Gilg family of Holt County establishes UNMC professorship

Photo caption: From left, Msgr. James Gilg, son of Clarence and Nelle Gilg; Dr. Gerry Christensen, husband of Mary Clare Haven; Haven, daughter of Clarence and Nelle Gilg; Karen Honeycutt, inaugural Gilg Professor; Dr. Kyle Meyer, dean of the UNMC College of Allied Health Professions.

A professorship at the University of Nebraska Medical Center has been named for lifelong Holt County residents Clarence and Nelle Gilg.

UNMC’s College of Allied Health Professions has named Karen Honeycutt, associate professor and program director of medical laboratory science education, the inaugural Clarence and Nelle Gilg Professor for Teaching Excellence and Innovation in Allied Health.

The professorship was endowed jointly by a fundraising effort led by Mary Clare Haven, the Gilgs’ daughter and former associate dean of allied health at UNMC, and by the Charles R. O’Malley Charitable Trust.

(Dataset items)
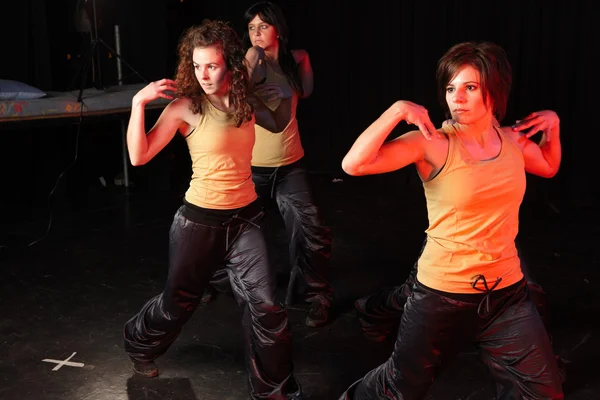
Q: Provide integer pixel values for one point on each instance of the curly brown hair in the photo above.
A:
(214, 33)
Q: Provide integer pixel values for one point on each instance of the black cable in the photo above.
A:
(50, 196)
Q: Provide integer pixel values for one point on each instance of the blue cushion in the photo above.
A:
(13, 90)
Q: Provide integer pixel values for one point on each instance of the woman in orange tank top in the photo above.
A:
(469, 289)
(281, 77)
(217, 224)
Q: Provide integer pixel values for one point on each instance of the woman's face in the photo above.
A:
(261, 33)
(211, 70)
(464, 96)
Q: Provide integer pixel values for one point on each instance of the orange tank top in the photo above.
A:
(221, 156)
(473, 210)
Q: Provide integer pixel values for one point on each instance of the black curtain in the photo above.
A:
(365, 56)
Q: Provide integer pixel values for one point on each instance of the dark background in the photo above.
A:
(365, 56)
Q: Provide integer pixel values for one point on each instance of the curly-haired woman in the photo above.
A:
(217, 224)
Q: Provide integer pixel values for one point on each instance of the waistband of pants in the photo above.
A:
(219, 218)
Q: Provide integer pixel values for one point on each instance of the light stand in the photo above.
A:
(92, 59)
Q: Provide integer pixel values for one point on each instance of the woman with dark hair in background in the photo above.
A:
(469, 287)
(217, 224)
(282, 76)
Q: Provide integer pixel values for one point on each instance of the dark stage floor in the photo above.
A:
(68, 296)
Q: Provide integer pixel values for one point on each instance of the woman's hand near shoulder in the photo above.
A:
(305, 71)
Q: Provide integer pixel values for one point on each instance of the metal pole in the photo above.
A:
(123, 128)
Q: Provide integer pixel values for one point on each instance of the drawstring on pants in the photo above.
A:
(273, 178)
(487, 291)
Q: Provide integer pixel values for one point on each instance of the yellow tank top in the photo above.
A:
(282, 148)
(473, 210)
(221, 156)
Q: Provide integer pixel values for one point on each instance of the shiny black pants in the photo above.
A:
(196, 250)
(380, 312)
(436, 326)
(309, 238)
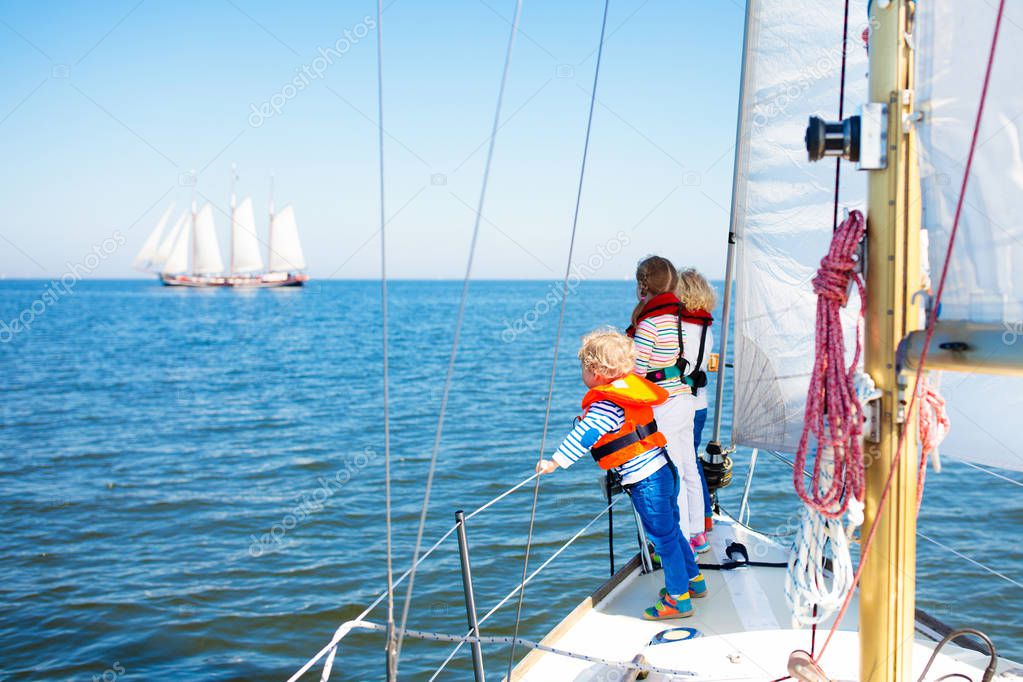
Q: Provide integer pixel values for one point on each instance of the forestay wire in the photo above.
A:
(561, 327)
(457, 329)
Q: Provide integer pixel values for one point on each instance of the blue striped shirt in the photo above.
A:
(605, 417)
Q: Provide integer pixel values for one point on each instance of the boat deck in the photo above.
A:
(743, 628)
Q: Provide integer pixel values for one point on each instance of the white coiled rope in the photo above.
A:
(814, 592)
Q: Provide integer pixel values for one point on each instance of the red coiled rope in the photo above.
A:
(934, 426)
(868, 542)
(832, 391)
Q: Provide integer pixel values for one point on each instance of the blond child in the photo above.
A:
(658, 335)
(618, 429)
(699, 300)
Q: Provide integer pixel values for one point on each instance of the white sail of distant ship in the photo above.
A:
(147, 256)
(206, 248)
(245, 243)
(285, 249)
(188, 255)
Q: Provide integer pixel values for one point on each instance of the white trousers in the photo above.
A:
(674, 419)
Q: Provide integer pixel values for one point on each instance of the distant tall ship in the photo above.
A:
(193, 237)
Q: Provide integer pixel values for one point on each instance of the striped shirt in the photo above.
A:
(605, 417)
(656, 342)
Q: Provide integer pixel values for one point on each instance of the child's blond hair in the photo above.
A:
(608, 353)
(695, 291)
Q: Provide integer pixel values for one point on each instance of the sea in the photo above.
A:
(192, 481)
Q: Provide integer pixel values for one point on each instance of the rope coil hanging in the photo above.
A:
(834, 415)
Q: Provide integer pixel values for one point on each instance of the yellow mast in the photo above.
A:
(887, 593)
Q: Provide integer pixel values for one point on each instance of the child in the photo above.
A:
(699, 299)
(658, 335)
(617, 428)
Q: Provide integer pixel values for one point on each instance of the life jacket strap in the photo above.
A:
(670, 372)
(610, 448)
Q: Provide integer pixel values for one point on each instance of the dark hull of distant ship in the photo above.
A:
(269, 280)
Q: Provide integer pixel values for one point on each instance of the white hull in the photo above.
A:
(744, 625)
(236, 281)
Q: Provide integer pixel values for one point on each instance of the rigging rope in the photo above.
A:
(458, 322)
(383, 595)
(392, 658)
(521, 586)
(561, 322)
(485, 639)
(929, 335)
(833, 389)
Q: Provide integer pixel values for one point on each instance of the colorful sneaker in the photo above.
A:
(698, 588)
(654, 556)
(700, 544)
(669, 607)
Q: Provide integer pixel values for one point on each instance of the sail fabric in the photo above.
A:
(985, 282)
(207, 249)
(147, 254)
(246, 255)
(167, 243)
(784, 207)
(176, 260)
(285, 249)
(983, 410)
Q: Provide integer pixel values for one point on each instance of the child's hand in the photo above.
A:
(546, 466)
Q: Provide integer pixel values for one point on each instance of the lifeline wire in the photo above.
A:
(561, 326)
(457, 326)
(339, 634)
(929, 336)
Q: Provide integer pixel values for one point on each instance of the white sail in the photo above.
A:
(176, 260)
(164, 249)
(246, 255)
(146, 256)
(784, 208)
(207, 251)
(985, 282)
(285, 249)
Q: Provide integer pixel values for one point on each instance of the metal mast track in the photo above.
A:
(887, 594)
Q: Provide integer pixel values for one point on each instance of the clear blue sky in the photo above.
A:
(104, 106)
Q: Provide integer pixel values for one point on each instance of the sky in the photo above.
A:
(106, 108)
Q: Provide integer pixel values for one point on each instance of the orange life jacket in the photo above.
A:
(638, 434)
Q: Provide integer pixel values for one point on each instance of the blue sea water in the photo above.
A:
(192, 481)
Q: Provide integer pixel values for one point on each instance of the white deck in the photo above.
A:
(744, 624)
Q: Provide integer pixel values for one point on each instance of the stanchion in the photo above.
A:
(466, 583)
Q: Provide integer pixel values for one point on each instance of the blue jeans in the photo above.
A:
(698, 424)
(655, 499)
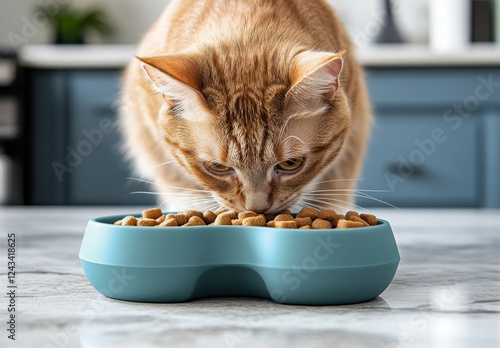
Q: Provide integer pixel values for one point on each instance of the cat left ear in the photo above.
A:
(176, 77)
(314, 77)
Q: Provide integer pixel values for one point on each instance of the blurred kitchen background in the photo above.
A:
(432, 68)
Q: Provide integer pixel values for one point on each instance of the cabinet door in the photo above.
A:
(418, 159)
(101, 176)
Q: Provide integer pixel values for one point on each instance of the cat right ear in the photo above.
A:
(177, 79)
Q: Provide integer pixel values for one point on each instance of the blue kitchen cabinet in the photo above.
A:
(75, 150)
(422, 152)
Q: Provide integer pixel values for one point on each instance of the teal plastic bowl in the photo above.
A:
(177, 264)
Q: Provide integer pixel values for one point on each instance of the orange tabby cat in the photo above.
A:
(249, 104)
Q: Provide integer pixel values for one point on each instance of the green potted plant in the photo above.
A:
(71, 25)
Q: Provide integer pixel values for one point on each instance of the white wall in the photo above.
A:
(131, 18)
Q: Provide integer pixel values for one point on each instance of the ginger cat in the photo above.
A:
(248, 104)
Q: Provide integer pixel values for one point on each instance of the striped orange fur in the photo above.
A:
(248, 102)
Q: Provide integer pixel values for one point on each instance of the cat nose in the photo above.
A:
(259, 209)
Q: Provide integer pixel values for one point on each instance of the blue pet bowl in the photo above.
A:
(177, 264)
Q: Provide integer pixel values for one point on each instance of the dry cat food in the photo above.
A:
(307, 218)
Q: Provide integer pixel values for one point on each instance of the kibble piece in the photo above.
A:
(169, 223)
(152, 213)
(348, 224)
(246, 214)
(321, 224)
(195, 221)
(308, 212)
(232, 214)
(358, 219)
(350, 214)
(161, 219)
(190, 213)
(129, 221)
(181, 218)
(259, 220)
(220, 211)
(146, 222)
(283, 217)
(303, 221)
(369, 218)
(269, 217)
(285, 224)
(209, 217)
(327, 214)
(223, 219)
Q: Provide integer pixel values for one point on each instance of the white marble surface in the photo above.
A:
(446, 293)
(116, 56)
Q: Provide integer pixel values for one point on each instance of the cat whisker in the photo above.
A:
(359, 194)
(328, 203)
(337, 180)
(172, 194)
(312, 204)
(167, 186)
(164, 163)
(345, 190)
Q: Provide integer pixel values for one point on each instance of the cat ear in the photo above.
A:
(314, 78)
(176, 77)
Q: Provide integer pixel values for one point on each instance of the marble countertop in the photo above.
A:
(446, 293)
(116, 56)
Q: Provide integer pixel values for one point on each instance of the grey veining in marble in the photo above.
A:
(446, 293)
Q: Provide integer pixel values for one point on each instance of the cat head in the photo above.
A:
(252, 129)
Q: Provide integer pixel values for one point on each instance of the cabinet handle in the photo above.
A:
(408, 170)
(104, 111)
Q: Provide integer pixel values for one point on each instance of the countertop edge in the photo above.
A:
(385, 56)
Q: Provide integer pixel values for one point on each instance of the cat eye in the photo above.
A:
(290, 165)
(217, 168)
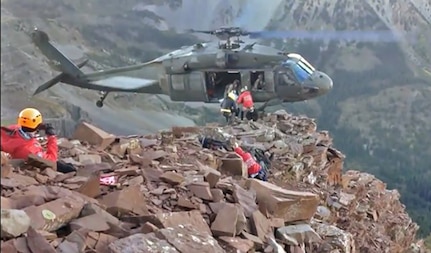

TASK GOAL:
Translate this sentence from the professorship article into Spanish: "A professorship at the University of Nebraska Medical Center has been named for lifelong Holt County residents Clarence and Nelle Gilg."

EXERCISE RESPONSE:
Una cátedra del Centro Médico de la Universidad de Nebraska ha recibido el nombre de Clarence y Nelle Gilg, residentes de toda la vida del condado de Holt.